• Collected data entries

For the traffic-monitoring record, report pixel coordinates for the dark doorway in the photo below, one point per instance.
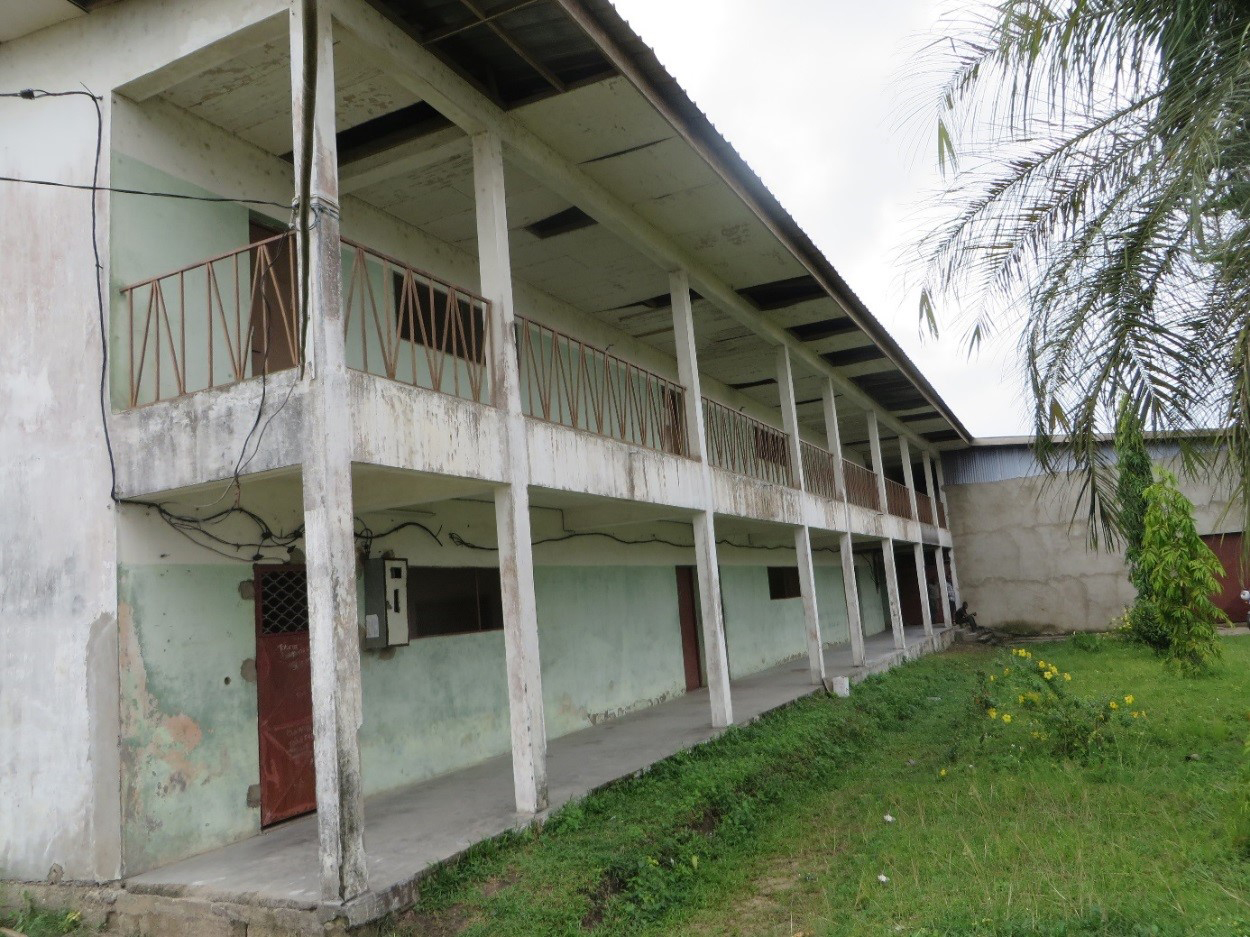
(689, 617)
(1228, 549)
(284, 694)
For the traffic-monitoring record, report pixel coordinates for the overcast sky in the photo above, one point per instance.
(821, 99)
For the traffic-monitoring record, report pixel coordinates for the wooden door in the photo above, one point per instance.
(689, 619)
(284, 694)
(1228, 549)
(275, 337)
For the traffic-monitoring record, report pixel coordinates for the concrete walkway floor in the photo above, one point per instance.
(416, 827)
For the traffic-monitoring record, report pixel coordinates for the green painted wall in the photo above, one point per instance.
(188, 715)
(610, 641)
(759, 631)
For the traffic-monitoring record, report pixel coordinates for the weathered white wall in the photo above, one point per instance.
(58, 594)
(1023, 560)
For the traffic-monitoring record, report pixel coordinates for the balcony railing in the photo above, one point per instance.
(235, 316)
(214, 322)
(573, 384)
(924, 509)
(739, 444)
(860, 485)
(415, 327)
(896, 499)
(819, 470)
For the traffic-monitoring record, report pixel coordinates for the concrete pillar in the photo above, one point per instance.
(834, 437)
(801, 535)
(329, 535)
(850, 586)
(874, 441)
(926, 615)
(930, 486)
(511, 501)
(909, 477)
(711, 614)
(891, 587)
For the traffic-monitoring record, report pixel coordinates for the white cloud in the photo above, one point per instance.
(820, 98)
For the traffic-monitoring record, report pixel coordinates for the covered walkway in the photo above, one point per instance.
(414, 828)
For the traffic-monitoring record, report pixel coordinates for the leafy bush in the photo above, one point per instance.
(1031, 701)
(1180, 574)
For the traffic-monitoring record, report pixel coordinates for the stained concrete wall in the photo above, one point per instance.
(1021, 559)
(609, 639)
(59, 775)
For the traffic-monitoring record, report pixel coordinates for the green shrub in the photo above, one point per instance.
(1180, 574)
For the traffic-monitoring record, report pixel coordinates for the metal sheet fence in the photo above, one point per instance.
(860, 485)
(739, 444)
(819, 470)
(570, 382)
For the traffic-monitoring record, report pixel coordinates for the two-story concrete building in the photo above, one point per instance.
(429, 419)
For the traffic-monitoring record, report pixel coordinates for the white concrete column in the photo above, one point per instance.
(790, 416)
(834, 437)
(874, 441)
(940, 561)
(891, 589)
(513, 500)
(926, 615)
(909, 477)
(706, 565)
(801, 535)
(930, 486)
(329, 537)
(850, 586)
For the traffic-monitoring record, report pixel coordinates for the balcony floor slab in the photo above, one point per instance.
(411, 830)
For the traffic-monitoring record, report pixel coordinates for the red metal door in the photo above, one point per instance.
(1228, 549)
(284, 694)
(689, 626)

...

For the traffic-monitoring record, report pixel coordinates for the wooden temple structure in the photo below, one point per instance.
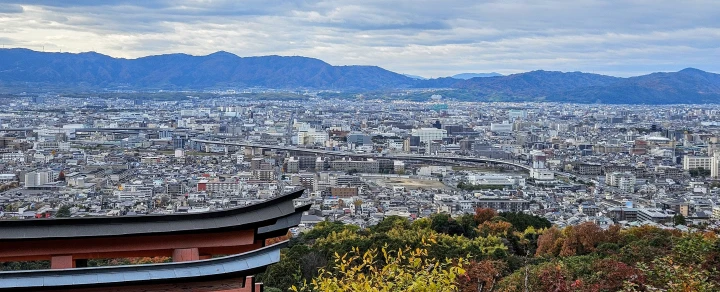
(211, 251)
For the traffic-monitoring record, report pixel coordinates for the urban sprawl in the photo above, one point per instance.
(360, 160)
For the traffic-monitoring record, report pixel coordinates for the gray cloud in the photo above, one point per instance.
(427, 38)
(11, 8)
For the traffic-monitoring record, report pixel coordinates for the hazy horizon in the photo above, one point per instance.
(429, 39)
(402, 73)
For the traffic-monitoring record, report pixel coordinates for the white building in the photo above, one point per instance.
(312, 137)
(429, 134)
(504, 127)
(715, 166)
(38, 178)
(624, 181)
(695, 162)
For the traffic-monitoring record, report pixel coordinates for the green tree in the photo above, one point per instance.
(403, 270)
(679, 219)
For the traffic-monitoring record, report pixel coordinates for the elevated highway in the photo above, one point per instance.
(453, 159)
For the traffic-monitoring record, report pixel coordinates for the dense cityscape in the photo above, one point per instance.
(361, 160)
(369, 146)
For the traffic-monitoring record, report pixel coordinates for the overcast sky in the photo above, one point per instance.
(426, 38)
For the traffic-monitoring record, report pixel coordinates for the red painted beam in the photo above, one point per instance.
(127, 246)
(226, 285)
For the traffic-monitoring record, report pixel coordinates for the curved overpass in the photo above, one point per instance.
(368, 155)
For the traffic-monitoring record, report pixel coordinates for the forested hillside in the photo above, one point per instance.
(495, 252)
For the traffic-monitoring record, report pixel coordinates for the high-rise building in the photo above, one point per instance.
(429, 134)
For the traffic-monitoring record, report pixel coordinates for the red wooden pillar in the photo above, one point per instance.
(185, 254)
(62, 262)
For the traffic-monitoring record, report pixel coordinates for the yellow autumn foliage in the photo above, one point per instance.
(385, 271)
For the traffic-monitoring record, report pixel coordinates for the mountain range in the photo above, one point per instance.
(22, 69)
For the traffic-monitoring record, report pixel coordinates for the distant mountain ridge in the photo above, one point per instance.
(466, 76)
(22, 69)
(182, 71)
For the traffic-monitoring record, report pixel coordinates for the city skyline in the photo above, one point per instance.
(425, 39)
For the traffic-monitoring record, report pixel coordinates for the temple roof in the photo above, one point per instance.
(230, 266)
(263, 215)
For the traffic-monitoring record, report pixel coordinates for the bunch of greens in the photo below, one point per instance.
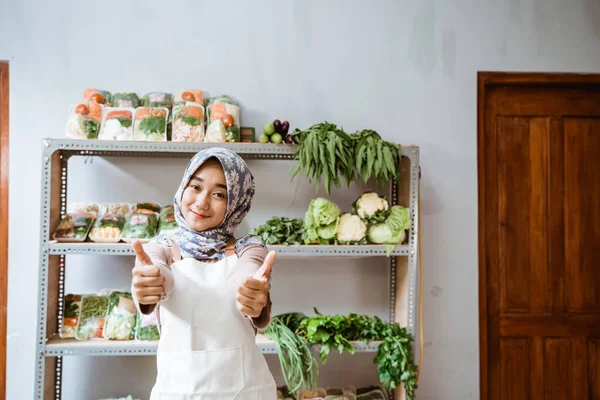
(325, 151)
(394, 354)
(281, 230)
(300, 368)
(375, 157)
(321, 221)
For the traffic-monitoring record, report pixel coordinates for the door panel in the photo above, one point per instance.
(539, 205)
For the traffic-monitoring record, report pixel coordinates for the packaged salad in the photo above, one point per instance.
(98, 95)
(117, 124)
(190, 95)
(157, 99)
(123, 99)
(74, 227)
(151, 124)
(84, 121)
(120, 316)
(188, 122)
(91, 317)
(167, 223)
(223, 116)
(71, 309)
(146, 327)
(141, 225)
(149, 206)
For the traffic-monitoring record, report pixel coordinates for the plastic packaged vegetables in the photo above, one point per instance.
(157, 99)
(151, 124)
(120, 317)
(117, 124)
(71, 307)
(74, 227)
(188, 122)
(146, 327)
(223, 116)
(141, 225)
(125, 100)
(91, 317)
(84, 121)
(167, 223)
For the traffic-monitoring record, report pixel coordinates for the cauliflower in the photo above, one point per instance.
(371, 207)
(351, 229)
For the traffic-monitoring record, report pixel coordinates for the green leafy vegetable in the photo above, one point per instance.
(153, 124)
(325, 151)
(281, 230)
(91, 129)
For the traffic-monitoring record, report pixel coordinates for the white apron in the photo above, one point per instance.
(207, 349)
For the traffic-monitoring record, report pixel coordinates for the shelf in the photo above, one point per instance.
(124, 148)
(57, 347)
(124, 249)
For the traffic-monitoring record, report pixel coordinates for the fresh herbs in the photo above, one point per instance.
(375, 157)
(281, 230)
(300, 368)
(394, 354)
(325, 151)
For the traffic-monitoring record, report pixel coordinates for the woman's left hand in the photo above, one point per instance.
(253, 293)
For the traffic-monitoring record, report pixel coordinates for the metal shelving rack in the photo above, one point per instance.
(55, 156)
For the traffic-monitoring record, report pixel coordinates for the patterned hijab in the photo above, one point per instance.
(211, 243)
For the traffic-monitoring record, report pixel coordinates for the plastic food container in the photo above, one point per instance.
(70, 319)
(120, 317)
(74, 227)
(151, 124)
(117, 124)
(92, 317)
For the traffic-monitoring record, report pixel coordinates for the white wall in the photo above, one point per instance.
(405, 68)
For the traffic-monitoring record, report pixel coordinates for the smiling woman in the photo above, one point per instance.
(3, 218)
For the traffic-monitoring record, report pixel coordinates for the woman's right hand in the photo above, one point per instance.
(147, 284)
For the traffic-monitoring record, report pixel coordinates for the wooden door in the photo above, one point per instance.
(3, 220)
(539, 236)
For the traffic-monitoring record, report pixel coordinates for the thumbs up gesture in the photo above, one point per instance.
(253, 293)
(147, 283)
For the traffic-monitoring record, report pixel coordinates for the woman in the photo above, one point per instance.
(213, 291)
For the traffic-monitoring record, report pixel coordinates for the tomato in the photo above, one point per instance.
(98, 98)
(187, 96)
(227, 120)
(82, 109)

• Given instruction
Which lines in the items contain the word "concrete"? List each of those lines, treating case as significant.

• Solution
For the traffic-monitoring record, report pixel coordinates for the concrete walkway floor in the photo above, one point per instance.
For the traffic-monitoring record, report pixel coordinates for the concrete pillar in the photo above, one point per instance.
For the traffic-monitoring record, report pixel coordinates for the stained concrete wall in the photo above, one point per instance.
For the traffic-monitoring record, report pixel coordinates for the two-story concrete building in the photo above, one point per instance.
For the traffic-monitoring record, report pixel coordinates for the white concrete column in the photo above, one point per instance.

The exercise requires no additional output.